RECORDS TO PROCESS -
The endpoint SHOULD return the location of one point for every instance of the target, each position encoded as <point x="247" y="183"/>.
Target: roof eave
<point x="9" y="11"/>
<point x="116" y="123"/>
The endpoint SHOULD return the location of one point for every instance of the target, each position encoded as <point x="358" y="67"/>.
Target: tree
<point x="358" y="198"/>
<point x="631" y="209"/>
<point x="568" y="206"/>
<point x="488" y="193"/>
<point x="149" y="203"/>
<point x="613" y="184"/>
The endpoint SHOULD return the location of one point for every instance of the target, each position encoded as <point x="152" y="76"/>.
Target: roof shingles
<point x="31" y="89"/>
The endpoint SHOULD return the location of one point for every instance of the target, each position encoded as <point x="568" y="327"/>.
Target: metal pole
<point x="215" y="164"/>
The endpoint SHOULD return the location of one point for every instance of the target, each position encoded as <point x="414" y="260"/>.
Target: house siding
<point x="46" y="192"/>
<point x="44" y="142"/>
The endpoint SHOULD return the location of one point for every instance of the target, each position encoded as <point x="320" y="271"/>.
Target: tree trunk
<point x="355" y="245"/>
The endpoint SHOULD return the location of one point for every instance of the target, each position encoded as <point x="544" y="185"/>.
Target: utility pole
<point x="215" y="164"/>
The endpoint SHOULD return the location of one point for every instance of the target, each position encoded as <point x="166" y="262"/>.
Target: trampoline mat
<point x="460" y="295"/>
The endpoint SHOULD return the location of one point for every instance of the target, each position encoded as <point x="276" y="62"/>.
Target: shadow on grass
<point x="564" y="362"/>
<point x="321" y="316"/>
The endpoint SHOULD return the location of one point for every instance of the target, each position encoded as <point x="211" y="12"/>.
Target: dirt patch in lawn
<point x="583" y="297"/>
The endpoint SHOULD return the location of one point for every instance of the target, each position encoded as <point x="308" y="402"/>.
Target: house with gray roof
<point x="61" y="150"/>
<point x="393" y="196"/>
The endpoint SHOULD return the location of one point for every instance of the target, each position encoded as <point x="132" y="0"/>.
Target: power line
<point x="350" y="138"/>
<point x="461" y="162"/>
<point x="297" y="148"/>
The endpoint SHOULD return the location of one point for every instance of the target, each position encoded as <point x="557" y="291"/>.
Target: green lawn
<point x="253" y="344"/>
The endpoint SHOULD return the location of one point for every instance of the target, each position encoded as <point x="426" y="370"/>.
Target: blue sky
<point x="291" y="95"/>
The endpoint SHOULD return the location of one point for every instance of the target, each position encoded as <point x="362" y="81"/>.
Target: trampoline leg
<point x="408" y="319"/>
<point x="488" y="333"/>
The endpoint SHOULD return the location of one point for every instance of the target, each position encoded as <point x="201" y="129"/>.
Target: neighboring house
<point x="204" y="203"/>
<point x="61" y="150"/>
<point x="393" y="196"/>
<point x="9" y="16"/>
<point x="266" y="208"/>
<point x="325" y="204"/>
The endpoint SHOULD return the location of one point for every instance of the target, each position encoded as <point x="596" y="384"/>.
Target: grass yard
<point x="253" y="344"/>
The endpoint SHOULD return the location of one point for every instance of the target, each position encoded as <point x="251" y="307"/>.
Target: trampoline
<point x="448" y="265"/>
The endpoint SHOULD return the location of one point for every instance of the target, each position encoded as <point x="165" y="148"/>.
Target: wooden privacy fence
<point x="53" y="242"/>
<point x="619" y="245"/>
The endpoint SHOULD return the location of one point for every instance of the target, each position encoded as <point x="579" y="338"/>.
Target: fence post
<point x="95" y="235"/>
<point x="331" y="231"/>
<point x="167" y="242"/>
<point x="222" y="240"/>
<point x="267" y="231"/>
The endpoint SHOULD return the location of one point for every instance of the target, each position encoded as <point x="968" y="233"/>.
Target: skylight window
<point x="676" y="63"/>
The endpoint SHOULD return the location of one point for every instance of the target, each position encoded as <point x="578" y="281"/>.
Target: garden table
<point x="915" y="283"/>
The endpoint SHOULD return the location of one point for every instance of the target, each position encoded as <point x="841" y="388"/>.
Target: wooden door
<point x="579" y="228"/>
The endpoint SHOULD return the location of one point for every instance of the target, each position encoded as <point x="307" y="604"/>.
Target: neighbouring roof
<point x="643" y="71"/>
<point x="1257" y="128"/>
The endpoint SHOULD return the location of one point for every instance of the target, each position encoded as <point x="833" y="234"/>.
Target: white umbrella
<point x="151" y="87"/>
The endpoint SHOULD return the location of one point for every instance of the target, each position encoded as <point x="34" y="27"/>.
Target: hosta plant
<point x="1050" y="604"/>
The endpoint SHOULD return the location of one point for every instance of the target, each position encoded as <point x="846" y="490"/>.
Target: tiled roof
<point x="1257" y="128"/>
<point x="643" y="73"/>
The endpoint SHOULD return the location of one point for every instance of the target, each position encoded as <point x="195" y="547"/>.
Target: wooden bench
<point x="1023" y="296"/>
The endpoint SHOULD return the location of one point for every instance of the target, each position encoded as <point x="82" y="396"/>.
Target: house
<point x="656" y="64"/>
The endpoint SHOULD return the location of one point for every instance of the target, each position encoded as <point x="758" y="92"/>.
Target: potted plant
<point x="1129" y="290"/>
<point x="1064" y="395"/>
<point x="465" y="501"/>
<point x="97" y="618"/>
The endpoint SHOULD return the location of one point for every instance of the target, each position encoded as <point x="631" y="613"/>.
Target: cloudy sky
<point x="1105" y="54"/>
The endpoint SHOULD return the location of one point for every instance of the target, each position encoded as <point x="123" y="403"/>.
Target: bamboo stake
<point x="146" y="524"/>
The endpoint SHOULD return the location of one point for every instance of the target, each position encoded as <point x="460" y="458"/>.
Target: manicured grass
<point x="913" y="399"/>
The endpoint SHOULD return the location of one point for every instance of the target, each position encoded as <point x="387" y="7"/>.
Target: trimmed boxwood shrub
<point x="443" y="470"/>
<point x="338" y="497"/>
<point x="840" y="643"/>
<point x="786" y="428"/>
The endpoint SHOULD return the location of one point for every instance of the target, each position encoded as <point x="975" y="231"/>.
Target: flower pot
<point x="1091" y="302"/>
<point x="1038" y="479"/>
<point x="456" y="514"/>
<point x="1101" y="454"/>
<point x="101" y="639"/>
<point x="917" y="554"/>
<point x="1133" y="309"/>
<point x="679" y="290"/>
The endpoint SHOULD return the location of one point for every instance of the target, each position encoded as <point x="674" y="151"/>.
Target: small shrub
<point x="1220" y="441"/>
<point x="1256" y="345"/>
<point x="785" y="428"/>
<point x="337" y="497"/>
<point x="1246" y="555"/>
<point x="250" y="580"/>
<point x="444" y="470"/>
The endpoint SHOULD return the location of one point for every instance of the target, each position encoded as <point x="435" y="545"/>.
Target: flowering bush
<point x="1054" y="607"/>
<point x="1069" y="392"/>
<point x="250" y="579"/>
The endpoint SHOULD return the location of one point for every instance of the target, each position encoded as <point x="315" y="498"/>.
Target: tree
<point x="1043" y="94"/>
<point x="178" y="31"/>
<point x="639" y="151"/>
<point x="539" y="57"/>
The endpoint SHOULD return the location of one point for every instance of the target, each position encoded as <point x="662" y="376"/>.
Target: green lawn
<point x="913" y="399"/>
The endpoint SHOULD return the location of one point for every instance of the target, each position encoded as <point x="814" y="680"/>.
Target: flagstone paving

EXERCISE REQUIREMENTS - Restate the listing in full, word for word.

EXERCISE OUTPUT -
The endpoint SHOULD return the location of one point for every instance of the target, each position encoded as <point x="247" y="183"/>.
Target: roof eave
<point x="9" y="11"/>
<point x="116" y="123"/>
The endpoint SHOULD return the location of one point for every instance of the target, each position encoded as <point x="358" y="67"/>.
Target: tree
<point x="358" y="198"/>
<point x="631" y="209"/>
<point x="568" y="206"/>
<point x="488" y="193"/>
<point x="149" y="203"/>
<point x="613" y="184"/>
The endpoint SHOULD return the location of one point for every instance of the target, each position encoded as <point x="152" y="76"/>.
Target: roof shingles
<point x="31" y="89"/>
The endpoint SHOULD return the location of one point for every instance of the target, each position encoded as <point x="568" y="327"/>.
Target: metal pole
<point x="215" y="164"/>
The endpoint SHOULD return the location of one point for every instance of the target, each position encoded as <point x="414" y="260"/>.
Target: house siding
<point x="46" y="192"/>
<point x="44" y="142"/>
The endpoint SHOULD return the location of one point for every instance of the target, each position encoded as <point x="320" y="271"/>.
Target: tree trunk
<point x="355" y="245"/>
The endpoint SHOULD return the location of one point for every instance of the target, each position encoded as <point x="544" y="185"/>.
Target: utility pole
<point x="215" y="164"/>
The endpoint SHOULD return the location of one point for every instance of the target, each position encoded as <point x="166" y="262"/>.
Target: trampoline mat
<point x="460" y="295"/>
The endpoint SHOULD return the location of one point for every instance of the target, each position encoded as <point x="276" y="62"/>.
Target: shadow on grass
<point x="564" y="362"/>
<point x="321" y="316"/>
The endpoint SHOULD return the location of one point for every instance of the target, each position encoded as <point x="211" y="12"/>.
Target: dirt patch in lawn
<point x="583" y="297"/>
The endpoint SHOULD return the location of one point for every instance of the target, each position encoded as <point x="308" y="402"/>.
Target: house with gray roof
<point x="61" y="150"/>
<point x="393" y="196"/>
The endpoint SHOULD return the location of one point for every instance of the target, each position encoded as <point x="132" y="0"/>.
Target: power line
<point x="350" y="138"/>
<point x="461" y="162"/>
<point x="297" y="148"/>
The endpoint SHOULD return the location of one point for every instance of the target, each position encoded as <point x="557" y="291"/>.
Target: green lawn
<point x="253" y="344"/>
The endpoint SHOULD return the location of one point for every instance of the target, each position encoded as <point x="426" y="370"/>.
Target: blue sky
<point x="291" y="95"/>
The endpoint SHOULD return the location of one point for every instance of the target, each position encoded as <point x="362" y="81"/>.
Target: trampoline leg
<point x="408" y="319"/>
<point x="488" y="333"/>
The endpoint SHOULD return the location of one point for every instance of the target, each position encoded as <point x="201" y="129"/>.
Target: neighboring house
<point x="204" y="203"/>
<point x="61" y="150"/>
<point x="393" y="196"/>
<point x="9" y="16"/>
<point x="266" y="208"/>
<point x="325" y="204"/>
The endpoint SHOULD return the location of one point for every instance of the target, each position encoded as <point x="596" y="384"/>.
Target: grass yard
<point x="253" y="344"/>
The endpoint SHOULD return the location of one point for every instance of the target, each position encoded as <point x="251" y="307"/>.
Target: trampoline
<point x="448" y="265"/>
The endpoint SHOULD return the location of one point for every instance of the target, each position encoded as <point x="165" y="148"/>.
Target: wooden privacy fence
<point x="53" y="242"/>
<point x="619" y="245"/>
The endpoint SHOULD return the location of one point for every instance of the target, each position encoded as <point x="579" y="338"/>.
Target: fence post
<point x="95" y="235"/>
<point x="331" y="231"/>
<point x="167" y="242"/>
<point x="222" y="240"/>
<point x="267" y="231"/>
The endpoint SHOULD return the location of one point for every instance of the target, each position encoded as <point x="968" y="233"/>.
Target: skylight window
<point x="676" y="63"/>
The endpoint SHOULD return the location of one point for every instance of the target, each position encoded as <point x="578" y="281"/>.
Target: garden table
<point x="915" y="283"/>
The endpoint SHOULD return the location of one point for every instance of the target, each position encoded as <point x="841" y="388"/>.
Target: wooden door
<point x="579" y="228"/>
The endpoint SHOULD return the location of one point for every instance of the target, each position encoded as <point x="307" y="604"/>.
Target: neighbouring roof
<point x="643" y="71"/>
<point x="1257" y="128"/>
The endpoint SHOULD return the location of one point for every instance of the target, each position encoded as <point x="833" y="234"/>.
Target: white umbrella
<point x="151" y="87"/>
The endpoint SHOULD return the location of one point for every instance of the target, each position encoded as <point x="34" y="27"/>.
Target: hosta plant
<point x="1050" y="604"/>
The endpoint SHOULD return the location of one point for every instance of the target, each position encoded as <point x="846" y="490"/>.
Target: tiled roof
<point x="1257" y="128"/>
<point x="643" y="73"/>
The endpoint SHOULD return the location of one point for every instance of the target, each position encoded as <point x="195" y="547"/>.
Target: wooden bench
<point x="1023" y="296"/>
The endpoint SHOULD return the location of one point for every instance of the target, each position encoded as <point x="82" y="396"/>.
Target: house
<point x="656" y="64"/>
The endpoint SHOULD return the location of one point for every instance of the target, each position encoded as <point x="758" y="92"/>.
Target: potted plant
<point x="1129" y="290"/>
<point x="1064" y="395"/>
<point x="465" y="501"/>
<point x="97" y="618"/>
The endpoint SHOULD return the location of one point for every instance of the target, each position encoded as <point x="631" y="613"/>.
Target: cloudy sky
<point x="1105" y="54"/>
The endpoint SHOULD return the location of one point for every instance of the target, each position encoded as <point x="123" y="403"/>.
Target: bamboo stake
<point x="146" y="524"/>
The endpoint SHOULD return the location of one point for every instance of the target, each position encoded as <point x="460" y="458"/>.
Target: manicured grass
<point x="913" y="399"/>
The endpoint SHOULD return the location of one point for every instance of the target, each position encoded as <point x="387" y="7"/>.
Target: trimmed boxwood shrub
<point x="443" y="470"/>
<point x="338" y="497"/>
<point x="840" y="643"/>
<point x="786" y="428"/>
The endpoint SHOULD return the location of one point for every instance of the target, each position encoded as <point x="975" y="231"/>.
Target: flower pot
<point x="1091" y="302"/>
<point x="1038" y="479"/>
<point x="456" y="514"/>
<point x="1101" y="454"/>
<point x="101" y="639"/>
<point x="917" y="554"/>
<point x="1133" y="309"/>
<point x="679" y="290"/>
The endpoint SHOULD return the location of one point for every instance of the target, each position encoded as <point x="674" y="151"/>.
Target: small shrub
<point x="1220" y="441"/>
<point x="1256" y="345"/>
<point x="785" y="428"/>
<point x="337" y="497"/>
<point x="1246" y="555"/>
<point x="250" y="580"/>
<point x="444" y="470"/>
The endpoint SHOULD return the location of one point for every instance of the target, each position encoded as <point x="435" y="545"/>.
Target: flowering bush
<point x="1054" y="607"/>
<point x="1069" y="392"/>
<point x="250" y="579"/>
The endpoint SHOULD return the location of one point for every instance of the target, each position encoded as <point x="315" y="498"/>.
Target: tree
<point x="1043" y="94"/>
<point x="178" y="31"/>
<point x="639" y="151"/>
<point x="539" y="57"/>
The endpoint SHOULD return the location of one point for every instance of the target, each position encoded as <point x="662" y="376"/>.
Target: green lawn
<point x="913" y="399"/>
The endpoint SHOULD return the location of one point for every instance of the target, each position encoded as <point x="814" y="680"/>.
Target: flagstone paving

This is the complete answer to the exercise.